WORK TO DO – Recast all of the material below as a two-column CSV with the headers instruction and points, one row per instruction, putting its text and its answer each in a single quoted field with line breaks changed to spaces. Leave the pictures out.

Recorded data –
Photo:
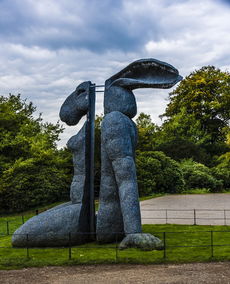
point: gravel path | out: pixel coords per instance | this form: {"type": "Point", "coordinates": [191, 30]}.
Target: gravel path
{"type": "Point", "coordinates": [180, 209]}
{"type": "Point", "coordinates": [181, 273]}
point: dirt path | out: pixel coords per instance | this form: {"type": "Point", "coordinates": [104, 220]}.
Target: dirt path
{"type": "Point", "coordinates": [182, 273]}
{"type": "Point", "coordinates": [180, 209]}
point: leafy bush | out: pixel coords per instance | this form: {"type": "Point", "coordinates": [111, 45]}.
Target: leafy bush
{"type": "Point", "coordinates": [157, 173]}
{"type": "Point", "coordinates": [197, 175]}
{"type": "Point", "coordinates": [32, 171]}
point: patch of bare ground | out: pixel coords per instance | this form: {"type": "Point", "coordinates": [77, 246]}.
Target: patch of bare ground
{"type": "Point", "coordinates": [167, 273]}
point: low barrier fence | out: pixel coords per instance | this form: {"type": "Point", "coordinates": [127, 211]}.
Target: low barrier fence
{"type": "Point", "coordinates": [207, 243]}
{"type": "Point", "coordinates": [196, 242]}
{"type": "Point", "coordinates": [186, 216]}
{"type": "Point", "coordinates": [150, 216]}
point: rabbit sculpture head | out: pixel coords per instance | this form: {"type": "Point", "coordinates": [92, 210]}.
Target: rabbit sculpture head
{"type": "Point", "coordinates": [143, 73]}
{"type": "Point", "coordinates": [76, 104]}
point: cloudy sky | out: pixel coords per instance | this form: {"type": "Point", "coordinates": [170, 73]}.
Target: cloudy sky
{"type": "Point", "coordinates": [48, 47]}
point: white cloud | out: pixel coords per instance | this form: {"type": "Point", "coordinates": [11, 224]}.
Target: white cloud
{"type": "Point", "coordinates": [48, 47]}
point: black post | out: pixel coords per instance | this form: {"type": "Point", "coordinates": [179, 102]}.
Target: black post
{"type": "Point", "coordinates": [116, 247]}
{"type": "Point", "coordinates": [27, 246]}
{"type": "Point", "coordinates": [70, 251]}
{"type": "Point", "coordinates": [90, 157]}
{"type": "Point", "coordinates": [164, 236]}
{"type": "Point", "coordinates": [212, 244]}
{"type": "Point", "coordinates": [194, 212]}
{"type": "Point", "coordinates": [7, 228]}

TASK ANSWER –
instruction,points
"Photo: point: gravel path | out: pixel coords per instance | this form: {""type"": ""Point"", ""coordinates"": [191, 30]}. Target: gravel path","{""type"": ""Point"", ""coordinates"": [180, 209]} {""type"": ""Point"", ""coordinates"": [181, 273]}"
"point: dirt path | out: pixel coords per instance | this form: {""type"": ""Point"", ""coordinates"": [104, 220]}. Target: dirt path","{""type"": ""Point"", ""coordinates"": [182, 273]} {""type"": ""Point"", ""coordinates"": [180, 209]}"
"point: leafy bush | out: pixel coords per instance | this form: {""type"": ""Point"", ""coordinates"": [111, 45]}. Target: leafy bush","{""type"": ""Point"", ""coordinates"": [157, 173]} {""type"": ""Point"", ""coordinates"": [197, 175]} {""type"": ""Point"", ""coordinates"": [32, 171]}"
"point: patch of bare ground | out: pixel coords per instance | this form: {""type"": ""Point"", ""coordinates"": [77, 246]}. Target: patch of bare ground","{""type"": ""Point"", ""coordinates"": [167, 273]}"
"point: low barrier fence | out: pixel coords per instance | this form: {""type"": ""Point"", ""coordinates"": [127, 211]}. Target: low barrier fence","{""type"": ""Point"", ""coordinates"": [207, 243]} {""type"": ""Point"", ""coordinates"": [196, 242]} {""type"": ""Point"", ""coordinates"": [186, 216]} {""type"": ""Point"", ""coordinates"": [150, 216]}"
"point: rabbit sculpture head | out: pixel coords per instance | this form: {""type"": ""Point"", ""coordinates"": [92, 210]}. Target: rabbit sculpture head","{""type"": ""Point"", ""coordinates"": [143, 73]} {""type"": ""Point"", ""coordinates"": [76, 104]}"
"point: cloudy sky | out: pixel coords per instance | this form: {""type"": ""Point"", ""coordinates"": [170, 73]}. Target: cloudy sky","{""type"": ""Point"", ""coordinates"": [48, 47]}"
"point: white cloud | out: pixel coords per instance | this form: {""type"": ""Point"", ""coordinates"": [11, 224]}. Target: white cloud","{""type"": ""Point"", ""coordinates"": [48, 47]}"
"point: black post | out: pixel coords per instance | this form: {""type"": ""Point"", ""coordinates"": [179, 102]}. Target: black post","{""type"": ""Point"", ""coordinates"": [116, 247]} {""type"": ""Point"", ""coordinates"": [27, 246]} {""type"": ""Point"", ""coordinates"": [70, 251]} {""type"": ""Point"", ""coordinates"": [90, 157]} {""type"": ""Point"", ""coordinates"": [164, 236]} {""type"": ""Point"", ""coordinates"": [212, 244]} {""type"": ""Point"", ""coordinates"": [194, 212]} {""type"": ""Point"", ""coordinates"": [7, 228]}"